WORK TO BE COMPLETED ▸ Reproduce every one of the following entries verbatim, omitting the pictures from your reply.

ENTRIES ▸
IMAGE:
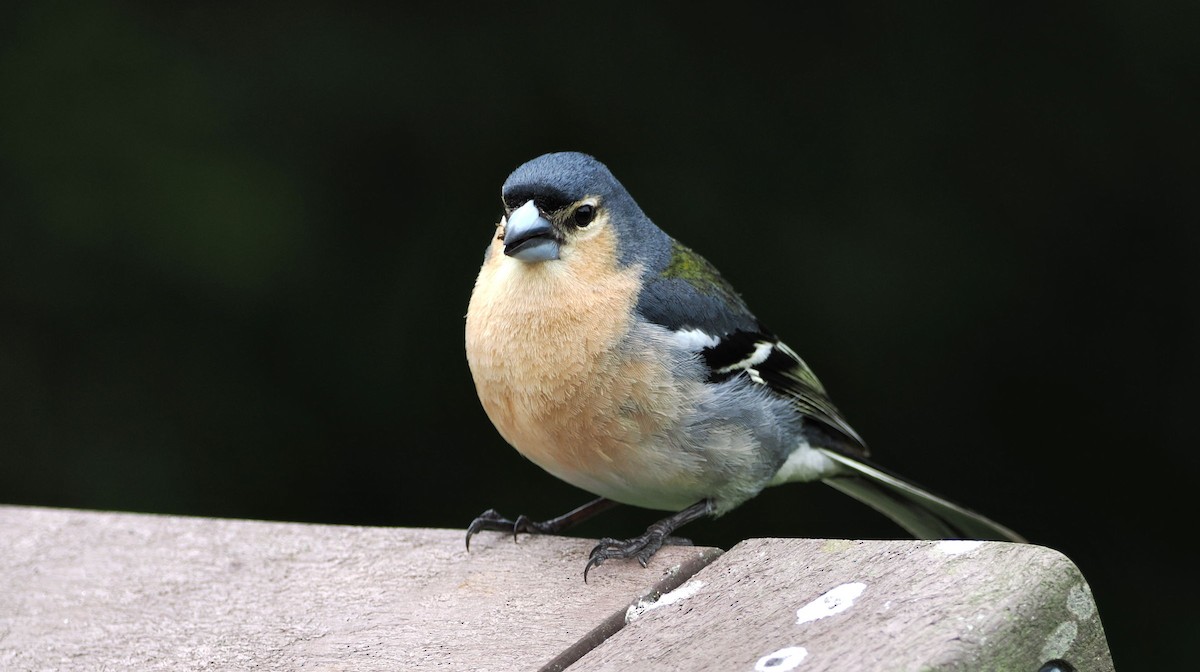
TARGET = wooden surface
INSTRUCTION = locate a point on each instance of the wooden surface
(101, 591)
(833, 605)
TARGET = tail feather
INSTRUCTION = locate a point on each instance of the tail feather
(923, 514)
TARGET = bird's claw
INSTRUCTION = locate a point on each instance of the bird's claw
(641, 547)
(492, 520)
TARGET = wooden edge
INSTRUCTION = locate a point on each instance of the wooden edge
(611, 625)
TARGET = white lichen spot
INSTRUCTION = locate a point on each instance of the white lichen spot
(780, 661)
(682, 593)
(1060, 641)
(835, 600)
(1080, 603)
(955, 546)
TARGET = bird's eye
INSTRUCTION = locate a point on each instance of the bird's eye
(583, 215)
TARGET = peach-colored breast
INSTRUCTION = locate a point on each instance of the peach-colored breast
(543, 343)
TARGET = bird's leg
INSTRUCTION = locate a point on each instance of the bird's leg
(648, 543)
(493, 521)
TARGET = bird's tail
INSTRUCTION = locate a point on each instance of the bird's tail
(923, 514)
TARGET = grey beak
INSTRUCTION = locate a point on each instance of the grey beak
(529, 237)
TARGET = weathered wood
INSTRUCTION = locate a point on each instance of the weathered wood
(99, 591)
(825, 605)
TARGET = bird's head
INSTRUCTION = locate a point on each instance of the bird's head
(557, 203)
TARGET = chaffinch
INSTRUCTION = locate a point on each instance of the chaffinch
(621, 361)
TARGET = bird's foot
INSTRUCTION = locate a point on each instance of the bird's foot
(641, 547)
(492, 520)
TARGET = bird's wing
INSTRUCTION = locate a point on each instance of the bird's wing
(689, 297)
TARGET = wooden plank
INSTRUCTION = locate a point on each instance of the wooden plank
(100, 591)
(775, 605)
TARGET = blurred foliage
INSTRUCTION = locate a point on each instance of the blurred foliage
(237, 245)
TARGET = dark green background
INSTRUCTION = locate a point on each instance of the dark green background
(237, 247)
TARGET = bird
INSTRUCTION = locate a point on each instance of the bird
(621, 361)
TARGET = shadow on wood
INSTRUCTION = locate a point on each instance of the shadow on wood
(87, 589)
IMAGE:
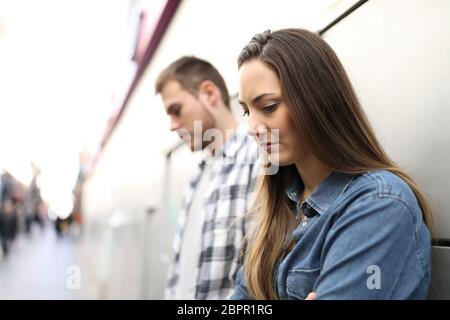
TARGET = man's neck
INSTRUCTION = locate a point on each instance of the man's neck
(226, 126)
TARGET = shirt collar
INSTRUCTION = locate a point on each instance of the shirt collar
(321, 198)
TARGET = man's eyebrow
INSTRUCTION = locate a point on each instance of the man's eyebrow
(171, 108)
(257, 98)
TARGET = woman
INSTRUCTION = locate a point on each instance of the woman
(339, 218)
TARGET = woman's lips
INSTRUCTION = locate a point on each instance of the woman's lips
(268, 146)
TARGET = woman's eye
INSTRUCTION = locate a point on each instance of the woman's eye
(270, 108)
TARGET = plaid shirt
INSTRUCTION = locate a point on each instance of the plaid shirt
(228, 197)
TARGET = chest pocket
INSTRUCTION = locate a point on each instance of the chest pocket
(300, 282)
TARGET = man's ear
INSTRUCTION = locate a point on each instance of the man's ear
(209, 92)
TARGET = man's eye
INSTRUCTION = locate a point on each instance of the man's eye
(270, 108)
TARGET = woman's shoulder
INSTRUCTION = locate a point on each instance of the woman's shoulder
(383, 184)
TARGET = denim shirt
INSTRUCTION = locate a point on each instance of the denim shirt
(363, 238)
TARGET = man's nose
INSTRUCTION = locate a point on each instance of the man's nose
(174, 124)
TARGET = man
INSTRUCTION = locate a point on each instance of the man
(212, 223)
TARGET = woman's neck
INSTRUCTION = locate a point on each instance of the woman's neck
(313, 172)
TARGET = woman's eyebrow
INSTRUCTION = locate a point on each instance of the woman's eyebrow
(258, 98)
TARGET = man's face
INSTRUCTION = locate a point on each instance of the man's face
(184, 109)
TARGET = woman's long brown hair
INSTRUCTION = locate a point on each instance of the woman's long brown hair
(328, 116)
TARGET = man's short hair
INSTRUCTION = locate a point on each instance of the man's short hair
(190, 72)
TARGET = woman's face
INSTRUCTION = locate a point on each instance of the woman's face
(269, 120)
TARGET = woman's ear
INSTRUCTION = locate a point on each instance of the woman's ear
(209, 93)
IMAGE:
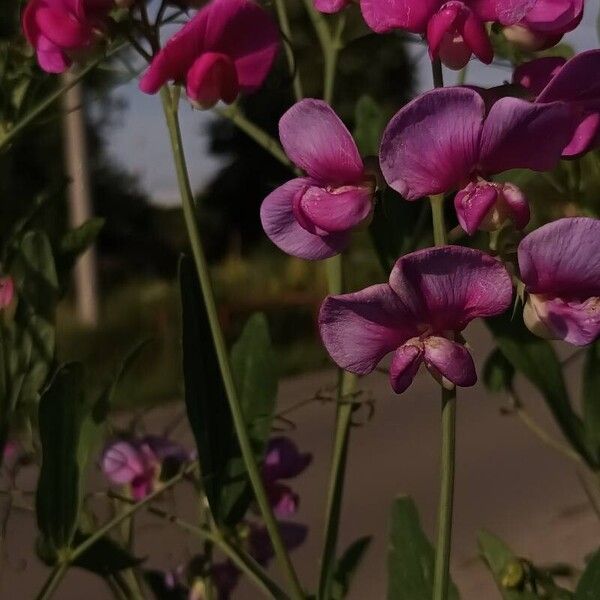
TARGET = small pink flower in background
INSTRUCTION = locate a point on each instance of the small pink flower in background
(7, 292)
(560, 267)
(444, 140)
(138, 463)
(432, 295)
(552, 79)
(311, 217)
(61, 30)
(283, 461)
(226, 49)
(544, 24)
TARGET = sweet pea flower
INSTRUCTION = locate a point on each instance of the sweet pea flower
(63, 30)
(444, 140)
(453, 28)
(560, 267)
(283, 461)
(544, 23)
(432, 295)
(226, 49)
(138, 463)
(553, 79)
(311, 217)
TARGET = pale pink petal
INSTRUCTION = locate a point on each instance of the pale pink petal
(410, 15)
(317, 141)
(473, 203)
(359, 329)
(212, 78)
(248, 34)
(450, 359)
(535, 75)
(331, 6)
(280, 224)
(338, 210)
(432, 144)
(405, 365)
(448, 287)
(122, 462)
(562, 258)
(513, 130)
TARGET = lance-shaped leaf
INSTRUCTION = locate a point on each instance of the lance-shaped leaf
(411, 556)
(536, 359)
(58, 496)
(347, 566)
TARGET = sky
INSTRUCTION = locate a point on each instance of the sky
(140, 144)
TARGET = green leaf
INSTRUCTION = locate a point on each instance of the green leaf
(498, 372)
(411, 556)
(58, 496)
(205, 397)
(591, 399)
(398, 227)
(104, 557)
(588, 587)
(369, 123)
(536, 359)
(347, 566)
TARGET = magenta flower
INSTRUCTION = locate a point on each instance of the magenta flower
(311, 217)
(432, 295)
(552, 79)
(7, 292)
(453, 28)
(444, 140)
(560, 267)
(227, 48)
(138, 463)
(283, 461)
(61, 30)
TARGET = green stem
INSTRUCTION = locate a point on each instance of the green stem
(171, 115)
(346, 385)
(47, 102)
(260, 136)
(441, 578)
(284, 23)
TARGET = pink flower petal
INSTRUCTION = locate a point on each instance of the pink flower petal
(338, 210)
(473, 203)
(562, 258)
(122, 462)
(317, 141)
(431, 145)
(405, 365)
(359, 329)
(535, 75)
(450, 359)
(211, 78)
(410, 15)
(280, 224)
(446, 288)
(513, 130)
(331, 6)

OUTPUT FOR THIS TASK ▸
IMAGE:
TARGET = wooden surface
INSTRUCTION = locate a point on each instance of the wooden surface
(101, 591)
(833, 605)
TARGET = tail feather
INSTRUCTION = locate a point on each instance of the tail feather
(923, 514)
TARGET = bird's claw
INSTRUCTION = locate a point on each instance of the bird's claw
(641, 547)
(492, 520)
TARGET = wooden edge
INSTRUCTION = locate a point on each instance of the wooden edge
(611, 625)
TARGET = white lichen spot
INSTRUCTION = locate a point on each instance of the white lichen spot
(780, 661)
(682, 593)
(1060, 641)
(835, 600)
(1080, 603)
(955, 546)
TARGET = bird's eye
INSTRUCTION = locate a point on each instance of the bird's eye
(583, 215)
TARGET = peach-colored breast
INSTRUCTION = locate a point on each instance of the peach-colored breast
(543, 343)
TARGET = bird's leg
INSTRUCTION = locate a point on each instance of the bird's leg
(648, 543)
(493, 521)
TARGET = bird's tail
INSTRUCTION = locate a point on each instance of the bird's tail
(923, 514)
TARGET = grey beak
INSTRUCTION = locate a point on each instance of the grey beak
(529, 237)
TARGET = weathered wood
INSTRUCTION = locate a point on each instance of the weathered wood
(99, 591)
(825, 605)
TARGET = bird's head
INSTRUCTION = locate a point on each instance of the bird's head
(557, 203)
TARGET = chaffinch
INSTRUCTION = locate a point on each instance of the chaffinch
(621, 361)
TARGET = bird's foot
INSTRUCTION = locate a point on each instance of the bird's foot
(641, 547)
(492, 520)
TARGET = bird's wing
INSTRUCTION = locate a point on each instance of the bird's wing
(689, 297)
TARGET = wooden plank
INSTRUCTION = locate a point on each instance of the wooden plank
(100, 591)
(775, 605)
TARGET = blurred foliage
INSTRUCTION = locate a point on each instance of the blurred foliage
(237, 245)
TARGET = dark green background
INSTRUCTION = locate a point on each instance of the dark green background
(237, 247)
TARGET = bird
INSTRUCTION = locate a point on each instance of the bird
(621, 361)
TARGET = shadow on wood
INSTRUCTION = locate a point on each instance of the shadow on wood
(87, 589)
IMAGE:
TARGET = man's neck
INSTRUCTION = locate a point on each instance of the man's neck
(226, 126)
TARGET = shirt collar
INSTRUCTION = locate a point on each instance of the shirt collar
(321, 198)
TARGET = man's eyebrow
INSTRUCTION = locate a point on each instance of the man's eyebrow
(171, 108)
(257, 98)
TARGET = woman
INSTRUCTION = locate a point on each instance of the woman
(339, 218)
TARGET = woman's lips
INSTRUCTION = locate a point on each instance of the woman's lips
(268, 146)
TARGET = woman's eye
INSTRUCTION = locate a point on each instance of the woman's eye
(270, 108)
TARGET = plaid shirt
INSTRUCTION = locate a point on each instance of the plaid shirt
(228, 197)
TARGET = chest pocket
INSTRUCTION = locate a point on each instance of the chest pocket
(300, 282)
TARGET = man's ear
INSTRUCTION = locate a point on each instance of the man's ear
(209, 92)
TARGET = man's eye
INSTRUCTION = locate a point on each instance of the man's eye
(270, 108)
TARGET = woman's shoulder
INSTRUCTION = locate a point on each instance of the woman's shoulder
(383, 184)
TARGET = denim shirt
INSTRUCTION = locate a point on each instance of the denim shirt
(363, 238)
TARGET = man's nose
INSTRUCTION = locate a point on each instance of the man's nose
(174, 124)
TARGET = man
INSTRUCTION = locate a point on each instance of the man
(212, 223)
TARGET = woman's neck
INSTRUCTION = locate a point on each instance of the woman's neck
(313, 172)
TARGET = woman's eyebrow
INSTRUCTION = locate a point on each instance of the woman's eyebrow
(258, 98)
TARGET = man's face
INSTRUCTION = locate a point on each instance of the man's face
(184, 109)
TARGET = woman's long brown hair
INSTRUCTION = locate a point on each instance of the woman's long brown hair
(328, 116)
TARGET = man's short hair
INSTRUCTION = locate a point on each instance of the man's short hair
(190, 72)
TARGET = woman's face
INSTRUCTION = locate a point on each instance of the woman's face
(269, 120)
TARGET = woman's ear
INSTRUCTION = locate a point on each instance of the woman's ear
(209, 93)
IMAGE:
TARGET = small pink flower in background
INSTRUCTION = locate a point on each instance of the small pink flower in background
(7, 292)
(560, 267)
(444, 140)
(138, 463)
(432, 295)
(552, 79)
(311, 217)
(61, 30)
(283, 461)
(226, 49)
(544, 24)
TARGET = sweet pea flower
INSTRUCTION = locate a point on each instance of the sweet pea flower
(63, 30)
(444, 140)
(453, 28)
(560, 267)
(283, 461)
(544, 23)
(432, 295)
(226, 49)
(138, 463)
(553, 79)
(311, 217)
TARGET = pale pink petal
INSTRUCTION = locate a point on each instance of the pale pink petal
(410, 15)
(317, 141)
(473, 203)
(359, 329)
(212, 78)
(248, 34)
(450, 359)
(535, 75)
(331, 6)
(280, 224)
(338, 210)
(432, 144)
(405, 365)
(448, 287)
(122, 462)
(562, 258)
(513, 130)
TARGET = lance-shaped leaf
INSTRUCTION = locate a point on each instance of the lance-shaped leaf
(411, 556)
(536, 359)
(58, 496)
(347, 566)
TARGET = sky
INSTRUCTION = locate a point on each instance of the sky
(140, 144)
TARGET = green leaf
INSTRUCTION = locate a point on each instance of the green leaf
(498, 372)
(411, 556)
(58, 496)
(205, 397)
(591, 399)
(398, 227)
(104, 557)
(588, 587)
(369, 123)
(536, 359)
(347, 566)
TARGET = magenta flower
INSTRUCTION = locate a point on each instance of the magenta flower
(311, 217)
(432, 295)
(552, 79)
(7, 292)
(453, 28)
(444, 140)
(560, 267)
(227, 48)
(138, 463)
(283, 461)
(61, 30)
TARGET = green stem
INSTRUCTION = locate a point on each instance of the green stem
(171, 115)
(346, 385)
(47, 102)
(260, 136)
(441, 578)
(284, 23)
TARGET = pink flower petal
INSTRUCTION = locate a point on each instance of the pink flower petal
(338, 210)
(473, 203)
(562, 258)
(122, 462)
(317, 141)
(431, 145)
(405, 365)
(359, 329)
(535, 75)
(450, 359)
(211, 78)
(410, 15)
(280, 224)
(446, 288)
(513, 130)
(331, 6)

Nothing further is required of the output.